# [Goal]
Identify every line in the items below that contains the word "soccer", and copy each of those lines in full.

[Begin Data provided]

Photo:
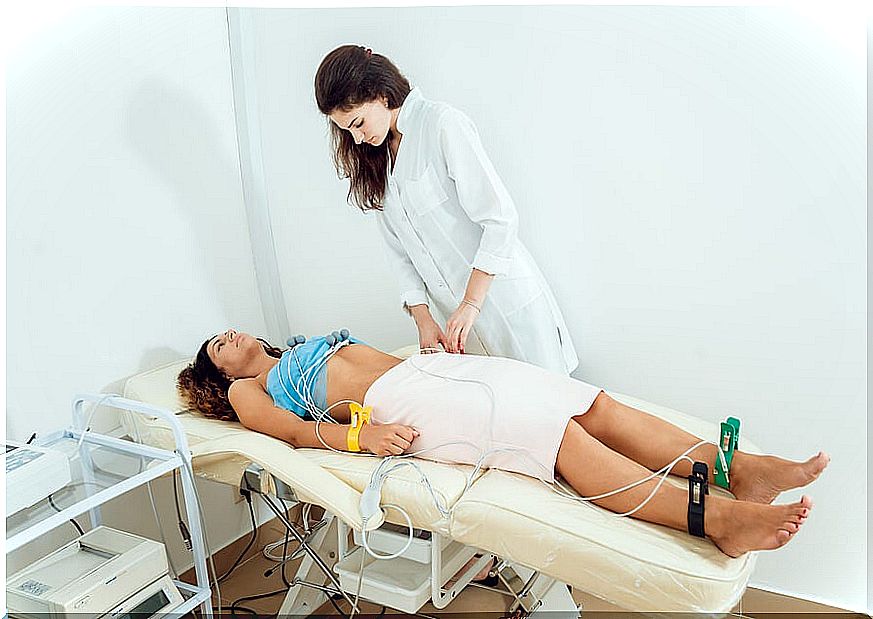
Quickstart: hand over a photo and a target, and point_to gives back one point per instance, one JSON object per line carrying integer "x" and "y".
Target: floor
{"x": 248, "y": 581}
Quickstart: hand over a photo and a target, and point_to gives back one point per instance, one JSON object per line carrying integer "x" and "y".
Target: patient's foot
{"x": 760, "y": 479}
{"x": 737, "y": 527}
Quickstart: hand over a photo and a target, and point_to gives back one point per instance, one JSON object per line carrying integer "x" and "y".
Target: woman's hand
{"x": 390, "y": 439}
{"x": 458, "y": 326}
{"x": 430, "y": 335}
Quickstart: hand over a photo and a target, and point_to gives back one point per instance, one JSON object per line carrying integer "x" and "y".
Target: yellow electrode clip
{"x": 360, "y": 416}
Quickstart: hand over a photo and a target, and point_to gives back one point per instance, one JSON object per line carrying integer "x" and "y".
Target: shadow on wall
{"x": 182, "y": 142}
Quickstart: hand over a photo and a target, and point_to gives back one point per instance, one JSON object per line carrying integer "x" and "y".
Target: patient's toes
{"x": 767, "y": 476}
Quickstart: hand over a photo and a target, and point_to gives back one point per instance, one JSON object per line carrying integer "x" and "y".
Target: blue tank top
{"x": 301, "y": 375}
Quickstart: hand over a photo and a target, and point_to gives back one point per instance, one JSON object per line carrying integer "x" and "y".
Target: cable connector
{"x": 246, "y": 494}
{"x": 186, "y": 535}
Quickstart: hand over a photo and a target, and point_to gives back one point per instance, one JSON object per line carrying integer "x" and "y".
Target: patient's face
{"x": 368, "y": 122}
{"x": 232, "y": 352}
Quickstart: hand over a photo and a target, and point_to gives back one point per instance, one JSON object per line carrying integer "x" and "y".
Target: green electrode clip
{"x": 729, "y": 440}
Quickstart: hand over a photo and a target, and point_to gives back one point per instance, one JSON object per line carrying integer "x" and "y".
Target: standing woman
{"x": 450, "y": 225}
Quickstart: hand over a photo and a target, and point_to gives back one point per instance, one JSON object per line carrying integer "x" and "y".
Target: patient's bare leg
{"x": 735, "y": 526}
{"x": 654, "y": 442}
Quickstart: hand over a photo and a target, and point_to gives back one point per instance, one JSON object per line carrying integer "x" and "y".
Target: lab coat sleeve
{"x": 413, "y": 291}
{"x": 480, "y": 191}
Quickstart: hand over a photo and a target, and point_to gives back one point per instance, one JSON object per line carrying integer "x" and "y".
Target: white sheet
{"x": 635, "y": 565}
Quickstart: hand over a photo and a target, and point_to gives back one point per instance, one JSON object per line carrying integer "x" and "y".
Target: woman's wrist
{"x": 470, "y": 303}
{"x": 420, "y": 313}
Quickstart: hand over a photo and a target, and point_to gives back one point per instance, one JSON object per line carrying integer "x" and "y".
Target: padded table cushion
{"x": 633, "y": 564}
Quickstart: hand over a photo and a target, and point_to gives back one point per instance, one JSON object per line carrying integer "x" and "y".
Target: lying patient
{"x": 526, "y": 419}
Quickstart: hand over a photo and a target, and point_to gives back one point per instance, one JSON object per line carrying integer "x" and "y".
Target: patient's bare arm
{"x": 256, "y": 411}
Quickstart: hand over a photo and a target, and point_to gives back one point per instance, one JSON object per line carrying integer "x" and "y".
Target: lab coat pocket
{"x": 425, "y": 192}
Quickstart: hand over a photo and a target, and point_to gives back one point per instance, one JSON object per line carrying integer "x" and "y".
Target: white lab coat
{"x": 445, "y": 212}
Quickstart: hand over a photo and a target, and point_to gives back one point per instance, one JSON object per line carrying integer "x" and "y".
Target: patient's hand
{"x": 390, "y": 439}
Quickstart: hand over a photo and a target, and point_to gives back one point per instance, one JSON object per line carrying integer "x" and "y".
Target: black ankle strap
{"x": 698, "y": 488}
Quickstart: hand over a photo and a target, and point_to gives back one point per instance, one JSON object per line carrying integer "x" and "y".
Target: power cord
{"x": 248, "y": 497}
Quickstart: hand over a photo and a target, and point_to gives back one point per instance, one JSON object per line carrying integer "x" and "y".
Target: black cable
{"x": 285, "y": 562}
{"x": 183, "y": 528}
{"x": 248, "y": 497}
{"x": 232, "y": 610}
{"x": 260, "y": 596}
{"x": 72, "y": 521}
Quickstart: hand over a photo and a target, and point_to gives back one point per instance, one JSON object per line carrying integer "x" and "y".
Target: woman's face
{"x": 368, "y": 122}
{"x": 232, "y": 352}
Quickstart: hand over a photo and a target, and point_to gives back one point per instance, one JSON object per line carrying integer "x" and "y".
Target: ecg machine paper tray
{"x": 399, "y": 583}
{"x": 89, "y": 575}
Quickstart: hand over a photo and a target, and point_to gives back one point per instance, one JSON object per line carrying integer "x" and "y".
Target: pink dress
{"x": 465, "y": 406}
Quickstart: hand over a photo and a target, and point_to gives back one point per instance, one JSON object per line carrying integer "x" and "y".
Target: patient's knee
{"x": 600, "y": 416}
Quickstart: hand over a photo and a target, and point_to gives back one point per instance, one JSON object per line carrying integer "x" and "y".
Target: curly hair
{"x": 349, "y": 76}
{"x": 204, "y": 387}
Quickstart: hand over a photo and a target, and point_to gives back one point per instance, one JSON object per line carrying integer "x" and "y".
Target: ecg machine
{"x": 104, "y": 573}
{"x": 32, "y": 474}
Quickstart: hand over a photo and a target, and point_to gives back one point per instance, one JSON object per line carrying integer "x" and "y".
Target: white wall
{"x": 691, "y": 181}
{"x": 127, "y": 241}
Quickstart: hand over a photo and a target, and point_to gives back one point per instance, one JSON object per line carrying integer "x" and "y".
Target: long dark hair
{"x": 348, "y": 76}
{"x": 204, "y": 387}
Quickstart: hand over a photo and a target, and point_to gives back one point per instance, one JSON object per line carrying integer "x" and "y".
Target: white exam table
{"x": 635, "y": 565}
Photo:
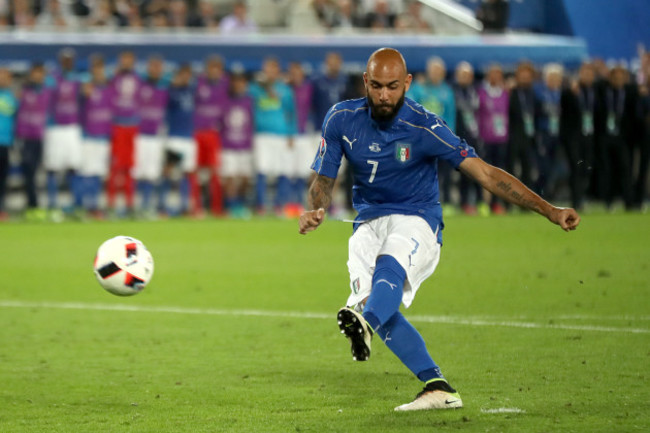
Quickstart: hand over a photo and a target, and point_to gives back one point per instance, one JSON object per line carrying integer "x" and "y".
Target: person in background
{"x": 96, "y": 120}
{"x": 275, "y": 125}
{"x": 125, "y": 86}
{"x": 330, "y": 87}
{"x": 62, "y": 142}
{"x": 35, "y": 100}
{"x": 438, "y": 97}
{"x": 467, "y": 104}
{"x": 180, "y": 144}
{"x": 306, "y": 140}
{"x": 644, "y": 154}
{"x": 150, "y": 143}
{"x": 577, "y": 111}
{"x": 494, "y": 15}
{"x": 494, "y": 103}
{"x": 238, "y": 22}
{"x": 8, "y": 108}
{"x": 211, "y": 93}
{"x": 548, "y": 129}
{"x": 237, "y": 137}
{"x": 616, "y": 123}
{"x": 523, "y": 111}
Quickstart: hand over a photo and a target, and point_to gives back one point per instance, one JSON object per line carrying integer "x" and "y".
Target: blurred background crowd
{"x": 225, "y": 140}
{"x": 237, "y": 16}
{"x": 142, "y": 135}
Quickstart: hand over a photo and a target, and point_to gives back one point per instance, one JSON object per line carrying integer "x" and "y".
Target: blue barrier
{"x": 250, "y": 50}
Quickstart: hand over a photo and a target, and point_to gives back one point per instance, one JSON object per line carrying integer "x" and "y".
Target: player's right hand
{"x": 310, "y": 220}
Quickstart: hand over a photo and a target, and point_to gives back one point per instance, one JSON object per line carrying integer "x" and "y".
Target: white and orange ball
{"x": 123, "y": 266}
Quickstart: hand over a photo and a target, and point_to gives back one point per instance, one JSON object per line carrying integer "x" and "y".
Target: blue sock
{"x": 387, "y": 289}
{"x": 185, "y": 194}
{"x": 284, "y": 191}
{"x": 52, "y": 186}
{"x": 408, "y": 345}
{"x": 260, "y": 190}
{"x": 299, "y": 188}
{"x": 163, "y": 190}
{"x": 382, "y": 313}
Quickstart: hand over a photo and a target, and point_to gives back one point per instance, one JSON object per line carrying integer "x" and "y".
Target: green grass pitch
{"x": 539, "y": 330}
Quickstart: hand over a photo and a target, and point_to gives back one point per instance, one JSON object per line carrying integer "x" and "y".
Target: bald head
{"x": 386, "y": 59}
{"x": 386, "y": 81}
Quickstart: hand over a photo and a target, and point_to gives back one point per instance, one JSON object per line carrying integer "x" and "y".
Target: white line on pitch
{"x": 504, "y": 410}
{"x": 451, "y": 320}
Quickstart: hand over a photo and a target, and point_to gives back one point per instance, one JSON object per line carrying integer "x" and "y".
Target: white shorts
{"x": 185, "y": 147}
{"x": 96, "y": 153}
{"x": 304, "y": 150}
{"x": 272, "y": 155}
{"x": 409, "y": 239}
{"x": 149, "y": 152}
{"x": 236, "y": 163}
{"x": 62, "y": 148}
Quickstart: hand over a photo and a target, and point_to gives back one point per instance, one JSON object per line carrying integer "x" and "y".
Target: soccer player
{"x": 96, "y": 120}
{"x": 8, "y": 107}
{"x": 438, "y": 97}
{"x": 31, "y": 119}
{"x": 211, "y": 92}
{"x": 180, "y": 142}
{"x": 275, "y": 126}
{"x": 62, "y": 143}
{"x": 125, "y": 87}
{"x": 149, "y": 144}
{"x": 237, "y": 136}
{"x": 394, "y": 145}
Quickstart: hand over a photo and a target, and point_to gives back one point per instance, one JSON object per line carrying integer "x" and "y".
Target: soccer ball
{"x": 123, "y": 266}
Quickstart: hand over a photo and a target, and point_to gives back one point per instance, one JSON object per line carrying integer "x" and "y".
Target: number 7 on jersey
{"x": 374, "y": 164}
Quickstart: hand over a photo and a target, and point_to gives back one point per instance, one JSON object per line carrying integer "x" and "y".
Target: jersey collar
{"x": 385, "y": 124}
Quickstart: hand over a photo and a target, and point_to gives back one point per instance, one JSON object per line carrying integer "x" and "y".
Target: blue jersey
{"x": 8, "y": 108}
{"x": 180, "y": 111}
{"x": 394, "y": 163}
{"x": 275, "y": 110}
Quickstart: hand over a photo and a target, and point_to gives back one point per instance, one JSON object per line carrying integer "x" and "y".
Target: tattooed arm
{"x": 508, "y": 187}
{"x": 320, "y": 197}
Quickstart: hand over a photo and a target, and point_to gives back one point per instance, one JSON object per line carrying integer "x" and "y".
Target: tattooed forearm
{"x": 519, "y": 195}
{"x": 320, "y": 192}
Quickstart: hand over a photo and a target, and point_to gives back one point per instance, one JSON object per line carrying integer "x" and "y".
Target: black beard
{"x": 384, "y": 117}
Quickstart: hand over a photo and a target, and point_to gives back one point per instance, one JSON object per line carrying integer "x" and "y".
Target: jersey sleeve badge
{"x": 403, "y": 152}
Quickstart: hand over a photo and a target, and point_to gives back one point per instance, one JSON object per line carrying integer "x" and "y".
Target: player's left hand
{"x": 310, "y": 220}
{"x": 566, "y": 218}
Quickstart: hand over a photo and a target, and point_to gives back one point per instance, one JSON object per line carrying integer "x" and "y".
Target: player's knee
{"x": 389, "y": 263}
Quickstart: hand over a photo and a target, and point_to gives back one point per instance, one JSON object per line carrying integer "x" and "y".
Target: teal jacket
{"x": 8, "y": 108}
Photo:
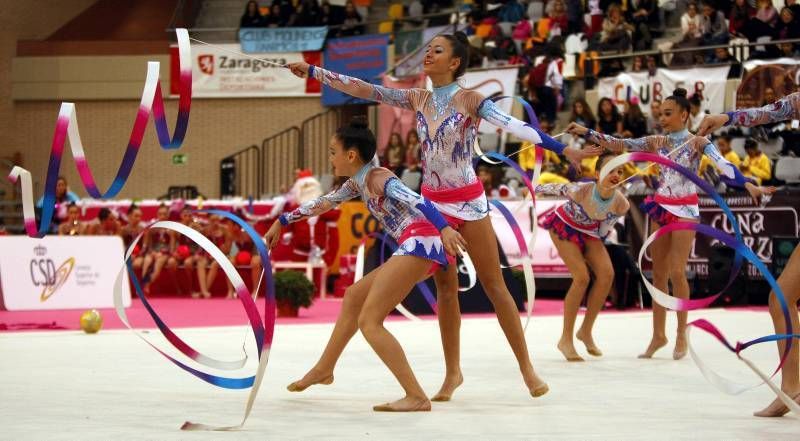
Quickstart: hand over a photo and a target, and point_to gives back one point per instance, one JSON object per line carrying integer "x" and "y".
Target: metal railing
{"x": 280, "y": 156}
{"x": 315, "y": 136}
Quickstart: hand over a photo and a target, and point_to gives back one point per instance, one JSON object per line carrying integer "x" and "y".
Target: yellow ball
{"x": 91, "y": 321}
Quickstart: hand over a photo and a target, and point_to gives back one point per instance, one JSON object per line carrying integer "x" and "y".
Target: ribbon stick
{"x": 67, "y": 129}
{"x": 742, "y": 251}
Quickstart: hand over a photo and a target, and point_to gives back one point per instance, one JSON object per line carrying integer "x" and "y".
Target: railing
{"x": 738, "y": 52}
{"x": 241, "y": 173}
{"x": 315, "y": 136}
{"x": 280, "y": 156}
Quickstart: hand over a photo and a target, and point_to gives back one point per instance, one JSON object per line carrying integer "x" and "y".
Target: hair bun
{"x": 462, "y": 37}
{"x": 359, "y": 122}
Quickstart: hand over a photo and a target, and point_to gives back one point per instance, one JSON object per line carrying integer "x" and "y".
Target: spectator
{"x": 63, "y": 197}
{"x": 575, "y": 12}
{"x": 715, "y": 29}
{"x": 723, "y": 56}
{"x": 412, "y": 150}
{"x": 788, "y": 26}
{"x": 691, "y": 24}
{"x": 756, "y": 165}
{"x": 653, "y": 121}
{"x": 72, "y": 225}
{"x": 582, "y": 114}
{"x": 306, "y": 14}
{"x": 275, "y": 18}
{"x": 609, "y": 121}
{"x": 767, "y": 13}
{"x": 395, "y": 153}
{"x": 352, "y": 21}
{"x": 252, "y": 17}
{"x": 106, "y": 225}
{"x": 616, "y": 31}
{"x": 511, "y": 12}
{"x": 695, "y": 112}
{"x": 131, "y": 231}
{"x": 741, "y": 13}
{"x": 547, "y": 81}
{"x": 787, "y": 50}
{"x": 792, "y": 4}
{"x": 557, "y": 12}
{"x": 643, "y": 15}
{"x": 634, "y": 124}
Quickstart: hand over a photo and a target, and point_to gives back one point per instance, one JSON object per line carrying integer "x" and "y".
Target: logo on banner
{"x": 45, "y": 274}
{"x": 206, "y": 63}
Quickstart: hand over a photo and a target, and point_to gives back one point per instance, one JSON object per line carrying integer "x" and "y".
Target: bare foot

[End Data provided]

# [Response to the task]
Target: soccer player
Target: soccer ball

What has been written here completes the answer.